---------- Passage given ----------

No wonder Royals outfielder Juan Gonzalez has been "flu-ish" for home
games. Poor guy: Had he stayed in Detroit, he'd have been there when the fences
were moved in.
While Comerica Park already has yielded a pair of Brandon Inge grand slams this year, Kaufmann Stadium's retro look has cost Gonzalez and teammate Carlos Beltran at least five home runs between them ... and it's only the beginning of May. What the Royals need to do is employ the old Frank "Trader" Lane trick: Back in 1949, when Lane was general manager of the White Sox, he would move the Comiskey Park fences in and out on a whim. Chicago infielder Floyd Baker hit his only career home run on a day the fences were yanked in, against the light-hitting Washington Senators.
Unfortunately for Lane, a rulebook amendment was drawn up in 1950 -- you can't move fences back and forth like groupings of American Idol contestants. So, upon further review, the Royals will have to be content with Juando and Carlos flying out to various spots on the warning track this year. But they also can rejoice in watching the Hank Blalocks of the world come up just short against their team's mediocre pitching.
On the subject of outfield wall dimensions, shouldn't Major League Baseball review its own Rule 1.04? "Any playing field constructed by a professional club after June 1, 1958, shall provide a minimum distance of 325 feet from home base to the nearest fence." Were Minute Maid Park (315 feet down the left field line), Petco Park (322 to right) and SBC Park (309 to right) all constructed during the spring of '57?
Not that I'm suggesting Pythagorean preciseness and outright uniformity. The cookie-cutter templates of the '70s made baseball appear not much different than the regimented football, basketball and hockey leagues. (There are, for example, no 77- or 118-yard American football fields.)
Baseball gave us Ebbets Field (297 down the right field line), the Polo Grounds (483 to center, 258 to right) and Philadelphia's Baker Bowl (281 to right). Baker Bowl, at least, had a 40-foot wall in right and right-center ... and, for a while, it was extended to 60 feet high, when the team's owners feared slugger Gavvy Cravath still would loop home runs over it, and therefore ask for a raise.
With Kansas City
likely just a way station for Gonzalez, and with Beltran likely getting fitted
for Yankee pinstripes next year, the Royals can afford to start catering to
their pitchers instead of their hitters. The new configuration may cost those
two some numbers this season, but ultimately it may help shape the Royals' new
direction. Just don't take away those free M&Ms, fellas.

---------- Rows ----------

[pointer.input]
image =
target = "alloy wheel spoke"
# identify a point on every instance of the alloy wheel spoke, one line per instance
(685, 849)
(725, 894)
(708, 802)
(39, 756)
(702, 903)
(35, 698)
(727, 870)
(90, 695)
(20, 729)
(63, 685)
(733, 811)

----------
---------- Rows ----------

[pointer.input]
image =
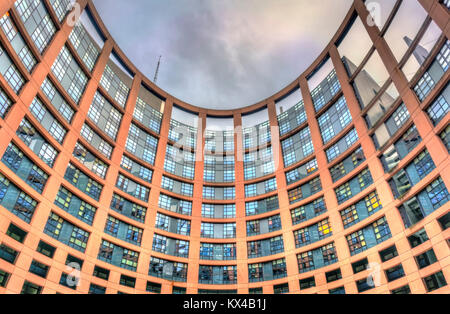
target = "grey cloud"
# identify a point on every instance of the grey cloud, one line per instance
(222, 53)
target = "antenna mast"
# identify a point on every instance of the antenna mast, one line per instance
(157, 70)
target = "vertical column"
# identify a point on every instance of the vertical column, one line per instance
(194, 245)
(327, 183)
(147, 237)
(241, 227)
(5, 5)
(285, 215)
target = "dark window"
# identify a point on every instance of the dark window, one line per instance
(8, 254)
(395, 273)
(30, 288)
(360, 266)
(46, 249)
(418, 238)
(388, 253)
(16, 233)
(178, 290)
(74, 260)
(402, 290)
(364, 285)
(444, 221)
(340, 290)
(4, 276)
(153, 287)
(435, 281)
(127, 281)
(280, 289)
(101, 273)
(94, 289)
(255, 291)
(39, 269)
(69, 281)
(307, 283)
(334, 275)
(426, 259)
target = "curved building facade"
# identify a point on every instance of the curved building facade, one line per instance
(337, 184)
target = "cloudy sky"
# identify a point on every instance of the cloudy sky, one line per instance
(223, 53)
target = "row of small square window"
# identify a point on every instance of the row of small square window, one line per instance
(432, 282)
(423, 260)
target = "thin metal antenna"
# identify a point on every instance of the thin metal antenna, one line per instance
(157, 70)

----------

§ **Task requirements**:
1. In the column on ballpark fences, what minimum distance from home base to the nearest fence does Rule 1.04 require?
2. List every ballpark that the column on ballpark fences names with a distance in parentheses, and give each distance.

§ **Answers in order**:
1. 325 feet, for any playing field a professional club built after June 1, 1958.

2.
- Minute Maid Park: 315 feet down the left field line
- Petco Park: 322 feet to right
- SBC Park: 309 feet to right
- Ebbets Field: 297 feet down the right field line
- Polo Grounds: 483 feet to center, 258 feet to right
- Baker Bowl: 281 feet to right